Below are some records; reproduce them exactly.

Point-per-instance localization data

□ □ □ □ □ □ □

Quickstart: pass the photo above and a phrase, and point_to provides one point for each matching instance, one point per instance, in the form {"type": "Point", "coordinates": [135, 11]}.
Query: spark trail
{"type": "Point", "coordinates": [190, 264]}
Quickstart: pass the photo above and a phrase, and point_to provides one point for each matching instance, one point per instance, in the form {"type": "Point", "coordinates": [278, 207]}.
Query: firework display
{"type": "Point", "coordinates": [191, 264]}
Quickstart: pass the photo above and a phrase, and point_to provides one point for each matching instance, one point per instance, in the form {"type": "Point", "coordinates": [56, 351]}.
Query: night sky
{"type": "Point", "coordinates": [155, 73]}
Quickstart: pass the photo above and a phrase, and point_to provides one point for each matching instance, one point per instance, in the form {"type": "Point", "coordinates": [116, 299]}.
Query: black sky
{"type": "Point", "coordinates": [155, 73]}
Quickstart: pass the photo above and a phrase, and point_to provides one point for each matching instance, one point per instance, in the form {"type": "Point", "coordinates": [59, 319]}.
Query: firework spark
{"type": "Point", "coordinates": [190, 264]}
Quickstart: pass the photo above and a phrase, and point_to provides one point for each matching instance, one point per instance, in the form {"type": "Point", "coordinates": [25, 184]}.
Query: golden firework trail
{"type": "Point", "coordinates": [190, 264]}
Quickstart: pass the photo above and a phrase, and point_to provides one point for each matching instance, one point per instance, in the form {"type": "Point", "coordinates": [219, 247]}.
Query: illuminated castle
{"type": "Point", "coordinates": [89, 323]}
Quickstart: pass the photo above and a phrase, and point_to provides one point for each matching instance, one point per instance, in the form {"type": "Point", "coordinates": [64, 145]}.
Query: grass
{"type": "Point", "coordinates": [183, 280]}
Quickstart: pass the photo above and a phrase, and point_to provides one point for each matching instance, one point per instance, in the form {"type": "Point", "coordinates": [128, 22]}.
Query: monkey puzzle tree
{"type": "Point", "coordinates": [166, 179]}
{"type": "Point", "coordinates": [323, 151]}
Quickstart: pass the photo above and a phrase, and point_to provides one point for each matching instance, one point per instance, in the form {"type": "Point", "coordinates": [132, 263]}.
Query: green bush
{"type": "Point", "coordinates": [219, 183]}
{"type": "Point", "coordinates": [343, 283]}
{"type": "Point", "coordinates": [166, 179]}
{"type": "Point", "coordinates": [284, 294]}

□ □ □ □ □ □ □

■ RESULT BELOW:
Quickstart: pass the photo above and a phrase, and point_to provides one point for each matching instance, one point per instance, in the form {"type": "Point", "coordinates": [135, 11]}.
Query: spark trail
{"type": "Point", "coordinates": [190, 264]}
Quickstart: pass the photo above and a phrase, and point_to provides one point for each matching instance, one point per instance, in the form {"type": "Point", "coordinates": [278, 207]}.
Query: firework display
{"type": "Point", "coordinates": [191, 264]}
Quickstart: pass the photo above and a phrase, and point_to provides one point for each matching instance, one point per instance, in the form {"type": "Point", "coordinates": [56, 351]}.
Query: night sky
{"type": "Point", "coordinates": [155, 73]}
Quickstart: pass the photo above and a phrase, and point_to provides one point for each matching instance, one point per instance, in the form {"type": "Point", "coordinates": [116, 299]}.
Query: black sky
{"type": "Point", "coordinates": [155, 73]}
Quickstart: pass the photo above and a phrase, and point_to provides one point for each matching instance, one point per instance, in the form {"type": "Point", "coordinates": [59, 319]}.
Query: firework spark
{"type": "Point", "coordinates": [190, 264]}
Quickstart: pass the photo above and a phrase, and point_to provides one point for each matching instance, one point per instance, in the form {"type": "Point", "coordinates": [25, 184]}.
Query: golden firework trail
{"type": "Point", "coordinates": [190, 264]}
Quickstart: pass the photo above and a phrase, and point_to provides one point for each matching instance, one point per instance, in the form {"type": "Point", "coordinates": [219, 247]}.
Query: illuminated castle
{"type": "Point", "coordinates": [89, 323]}
Quickstart: pass the photo above and a phrase, and point_to provides one point for each matching instance, one point per instance, in the form {"type": "Point", "coordinates": [64, 145]}.
Query: grass
{"type": "Point", "coordinates": [183, 280]}
Quickstart: pass the photo above and a phrase, and point_to provides one point for each matching instance, one point per instance, in the form {"type": "Point", "coordinates": [128, 22]}.
Query: monkey puzzle tree
{"type": "Point", "coordinates": [166, 179]}
{"type": "Point", "coordinates": [323, 151]}
Quickstart: pass the photo above and a phrase, and point_to provides one point for each matching instance, one point per instance, in the form {"type": "Point", "coordinates": [132, 263]}.
Query: green bush
{"type": "Point", "coordinates": [219, 183]}
{"type": "Point", "coordinates": [343, 283]}
{"type": "Point", "coordinates": [166, 179]}
{"type": "Point", "coordinates": [284, 294]}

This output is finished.